Region pointing data:
====

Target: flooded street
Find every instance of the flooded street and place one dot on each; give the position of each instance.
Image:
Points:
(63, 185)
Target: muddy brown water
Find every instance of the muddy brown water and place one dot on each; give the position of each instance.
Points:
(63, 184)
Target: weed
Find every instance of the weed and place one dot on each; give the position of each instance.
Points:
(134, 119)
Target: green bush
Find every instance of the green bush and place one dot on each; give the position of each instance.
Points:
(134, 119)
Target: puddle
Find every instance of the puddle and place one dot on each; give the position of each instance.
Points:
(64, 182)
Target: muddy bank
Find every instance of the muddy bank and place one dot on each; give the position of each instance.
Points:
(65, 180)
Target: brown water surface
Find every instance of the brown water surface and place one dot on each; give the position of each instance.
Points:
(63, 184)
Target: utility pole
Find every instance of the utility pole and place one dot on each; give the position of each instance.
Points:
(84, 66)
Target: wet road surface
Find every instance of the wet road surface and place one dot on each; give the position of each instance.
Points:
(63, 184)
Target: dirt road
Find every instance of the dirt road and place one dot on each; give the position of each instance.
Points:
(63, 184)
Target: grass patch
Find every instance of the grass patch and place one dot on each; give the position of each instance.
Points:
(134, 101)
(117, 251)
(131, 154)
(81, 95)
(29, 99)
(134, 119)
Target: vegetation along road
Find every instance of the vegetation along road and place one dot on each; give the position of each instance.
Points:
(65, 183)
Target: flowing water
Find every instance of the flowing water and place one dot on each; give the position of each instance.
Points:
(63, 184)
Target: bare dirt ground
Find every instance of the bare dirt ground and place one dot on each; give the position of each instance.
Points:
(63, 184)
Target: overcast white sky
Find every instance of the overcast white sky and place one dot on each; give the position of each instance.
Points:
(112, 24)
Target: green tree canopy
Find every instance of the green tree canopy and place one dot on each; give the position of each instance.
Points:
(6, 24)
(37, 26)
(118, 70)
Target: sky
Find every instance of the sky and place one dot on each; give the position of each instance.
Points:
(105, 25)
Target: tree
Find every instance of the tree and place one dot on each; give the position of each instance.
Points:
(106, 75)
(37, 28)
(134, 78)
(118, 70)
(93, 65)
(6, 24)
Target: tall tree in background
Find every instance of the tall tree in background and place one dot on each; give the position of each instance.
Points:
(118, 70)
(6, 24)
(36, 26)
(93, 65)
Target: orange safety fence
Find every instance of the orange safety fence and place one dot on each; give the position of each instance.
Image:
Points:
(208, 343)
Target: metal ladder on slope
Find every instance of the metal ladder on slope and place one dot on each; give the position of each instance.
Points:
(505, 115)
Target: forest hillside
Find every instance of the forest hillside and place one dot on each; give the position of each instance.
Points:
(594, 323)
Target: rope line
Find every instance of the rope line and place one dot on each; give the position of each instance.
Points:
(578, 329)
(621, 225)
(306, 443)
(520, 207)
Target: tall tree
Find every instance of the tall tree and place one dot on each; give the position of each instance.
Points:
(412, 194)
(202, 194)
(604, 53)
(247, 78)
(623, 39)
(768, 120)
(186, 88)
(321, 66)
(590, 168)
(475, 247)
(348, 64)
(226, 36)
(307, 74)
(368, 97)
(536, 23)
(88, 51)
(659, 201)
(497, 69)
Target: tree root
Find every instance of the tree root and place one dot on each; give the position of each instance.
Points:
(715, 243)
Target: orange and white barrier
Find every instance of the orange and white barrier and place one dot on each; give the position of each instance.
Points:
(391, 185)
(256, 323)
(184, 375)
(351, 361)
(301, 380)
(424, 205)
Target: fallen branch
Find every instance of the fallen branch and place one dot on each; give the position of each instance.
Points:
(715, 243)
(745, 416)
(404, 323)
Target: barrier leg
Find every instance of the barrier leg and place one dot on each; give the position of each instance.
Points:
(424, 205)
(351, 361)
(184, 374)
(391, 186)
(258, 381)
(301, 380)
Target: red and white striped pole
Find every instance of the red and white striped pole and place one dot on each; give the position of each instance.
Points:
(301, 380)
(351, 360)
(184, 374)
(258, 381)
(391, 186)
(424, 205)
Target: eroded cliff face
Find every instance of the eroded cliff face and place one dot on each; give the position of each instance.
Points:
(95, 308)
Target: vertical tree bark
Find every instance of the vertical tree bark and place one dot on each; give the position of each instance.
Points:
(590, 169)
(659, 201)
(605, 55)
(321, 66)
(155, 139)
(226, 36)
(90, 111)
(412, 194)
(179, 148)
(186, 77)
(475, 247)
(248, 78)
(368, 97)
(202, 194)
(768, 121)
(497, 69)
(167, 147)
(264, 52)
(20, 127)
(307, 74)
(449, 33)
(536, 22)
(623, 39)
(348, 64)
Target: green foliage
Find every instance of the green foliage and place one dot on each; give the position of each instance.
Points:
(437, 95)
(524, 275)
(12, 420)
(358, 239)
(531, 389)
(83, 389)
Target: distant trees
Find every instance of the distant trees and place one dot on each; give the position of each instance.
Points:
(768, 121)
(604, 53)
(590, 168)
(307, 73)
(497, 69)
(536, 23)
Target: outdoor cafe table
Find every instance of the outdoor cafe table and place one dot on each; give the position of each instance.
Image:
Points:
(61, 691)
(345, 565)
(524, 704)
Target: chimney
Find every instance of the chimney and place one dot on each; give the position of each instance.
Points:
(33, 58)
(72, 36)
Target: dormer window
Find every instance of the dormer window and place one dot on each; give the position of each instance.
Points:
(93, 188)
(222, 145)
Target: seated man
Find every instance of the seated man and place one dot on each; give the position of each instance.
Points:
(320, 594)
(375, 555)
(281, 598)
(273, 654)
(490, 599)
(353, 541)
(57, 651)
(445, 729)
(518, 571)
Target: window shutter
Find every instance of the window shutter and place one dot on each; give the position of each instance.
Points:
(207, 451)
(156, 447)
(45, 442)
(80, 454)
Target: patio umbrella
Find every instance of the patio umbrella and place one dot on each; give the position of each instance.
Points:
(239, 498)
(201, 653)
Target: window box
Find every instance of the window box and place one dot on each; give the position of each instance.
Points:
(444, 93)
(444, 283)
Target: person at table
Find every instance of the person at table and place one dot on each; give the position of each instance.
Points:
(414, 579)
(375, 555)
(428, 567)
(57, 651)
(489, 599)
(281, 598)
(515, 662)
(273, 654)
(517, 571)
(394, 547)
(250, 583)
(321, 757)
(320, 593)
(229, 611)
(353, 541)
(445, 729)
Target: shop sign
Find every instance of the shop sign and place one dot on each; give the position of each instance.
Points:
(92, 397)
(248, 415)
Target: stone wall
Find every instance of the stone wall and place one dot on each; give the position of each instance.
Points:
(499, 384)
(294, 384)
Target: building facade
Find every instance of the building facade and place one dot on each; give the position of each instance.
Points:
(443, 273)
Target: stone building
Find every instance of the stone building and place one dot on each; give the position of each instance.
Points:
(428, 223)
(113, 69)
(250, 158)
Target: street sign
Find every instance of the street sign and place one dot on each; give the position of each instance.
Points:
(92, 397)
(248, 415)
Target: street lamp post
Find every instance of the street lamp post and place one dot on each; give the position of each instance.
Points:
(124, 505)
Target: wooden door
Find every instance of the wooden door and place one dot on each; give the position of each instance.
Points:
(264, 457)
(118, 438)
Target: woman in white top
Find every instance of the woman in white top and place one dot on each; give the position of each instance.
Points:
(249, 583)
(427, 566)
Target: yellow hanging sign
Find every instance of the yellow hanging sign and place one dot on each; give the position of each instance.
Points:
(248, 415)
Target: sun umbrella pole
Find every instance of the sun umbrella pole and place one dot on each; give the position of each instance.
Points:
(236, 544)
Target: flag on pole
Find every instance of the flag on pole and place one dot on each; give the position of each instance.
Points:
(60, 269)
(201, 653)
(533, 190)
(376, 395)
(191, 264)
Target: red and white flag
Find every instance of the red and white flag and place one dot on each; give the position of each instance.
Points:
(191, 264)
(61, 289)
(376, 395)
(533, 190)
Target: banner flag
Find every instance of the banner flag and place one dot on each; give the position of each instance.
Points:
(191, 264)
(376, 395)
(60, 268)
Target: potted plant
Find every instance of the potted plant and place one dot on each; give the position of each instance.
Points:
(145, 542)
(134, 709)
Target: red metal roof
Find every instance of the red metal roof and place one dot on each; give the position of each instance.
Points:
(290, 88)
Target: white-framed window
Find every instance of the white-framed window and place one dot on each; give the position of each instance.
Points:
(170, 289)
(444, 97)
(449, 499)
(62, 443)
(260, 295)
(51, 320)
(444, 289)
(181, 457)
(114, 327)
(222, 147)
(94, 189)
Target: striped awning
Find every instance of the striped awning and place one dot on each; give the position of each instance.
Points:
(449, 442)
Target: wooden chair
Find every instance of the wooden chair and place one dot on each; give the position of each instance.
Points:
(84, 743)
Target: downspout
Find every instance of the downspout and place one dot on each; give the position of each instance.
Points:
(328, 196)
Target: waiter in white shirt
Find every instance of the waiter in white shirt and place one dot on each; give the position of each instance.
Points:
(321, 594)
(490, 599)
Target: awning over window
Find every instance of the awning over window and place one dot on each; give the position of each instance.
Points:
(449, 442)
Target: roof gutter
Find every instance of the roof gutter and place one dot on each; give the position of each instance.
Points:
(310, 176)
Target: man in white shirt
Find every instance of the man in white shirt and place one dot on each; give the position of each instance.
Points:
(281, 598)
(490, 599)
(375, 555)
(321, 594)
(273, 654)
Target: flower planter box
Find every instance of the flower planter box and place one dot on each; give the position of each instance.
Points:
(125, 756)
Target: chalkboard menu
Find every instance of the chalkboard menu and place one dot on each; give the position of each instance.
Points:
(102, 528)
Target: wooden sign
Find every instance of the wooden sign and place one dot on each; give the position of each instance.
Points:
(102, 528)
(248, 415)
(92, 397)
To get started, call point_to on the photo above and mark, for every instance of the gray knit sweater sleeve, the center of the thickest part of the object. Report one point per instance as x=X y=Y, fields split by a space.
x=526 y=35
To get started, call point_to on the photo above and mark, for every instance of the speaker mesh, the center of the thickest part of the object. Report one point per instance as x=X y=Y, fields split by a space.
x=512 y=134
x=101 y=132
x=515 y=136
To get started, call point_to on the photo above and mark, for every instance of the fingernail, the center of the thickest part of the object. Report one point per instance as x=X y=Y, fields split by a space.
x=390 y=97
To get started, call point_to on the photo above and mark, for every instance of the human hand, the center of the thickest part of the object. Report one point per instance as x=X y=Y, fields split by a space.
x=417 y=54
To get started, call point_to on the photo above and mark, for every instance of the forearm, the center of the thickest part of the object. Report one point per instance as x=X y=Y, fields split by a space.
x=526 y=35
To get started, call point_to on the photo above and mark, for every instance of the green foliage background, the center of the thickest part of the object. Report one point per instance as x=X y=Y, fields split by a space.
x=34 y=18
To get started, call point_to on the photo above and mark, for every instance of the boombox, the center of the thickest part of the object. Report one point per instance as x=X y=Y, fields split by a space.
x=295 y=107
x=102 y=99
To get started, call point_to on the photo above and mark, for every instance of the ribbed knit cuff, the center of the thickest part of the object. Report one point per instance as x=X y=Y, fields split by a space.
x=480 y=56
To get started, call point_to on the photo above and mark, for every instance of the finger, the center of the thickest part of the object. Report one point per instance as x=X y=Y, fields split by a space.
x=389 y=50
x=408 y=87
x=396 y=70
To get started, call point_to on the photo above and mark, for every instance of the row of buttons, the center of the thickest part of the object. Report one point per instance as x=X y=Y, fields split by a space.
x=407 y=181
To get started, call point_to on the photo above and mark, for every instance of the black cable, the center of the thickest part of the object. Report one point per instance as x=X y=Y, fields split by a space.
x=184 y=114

====

Task: Only the number is wanted here. How many lines in the entries contain "post"?

Task output: 2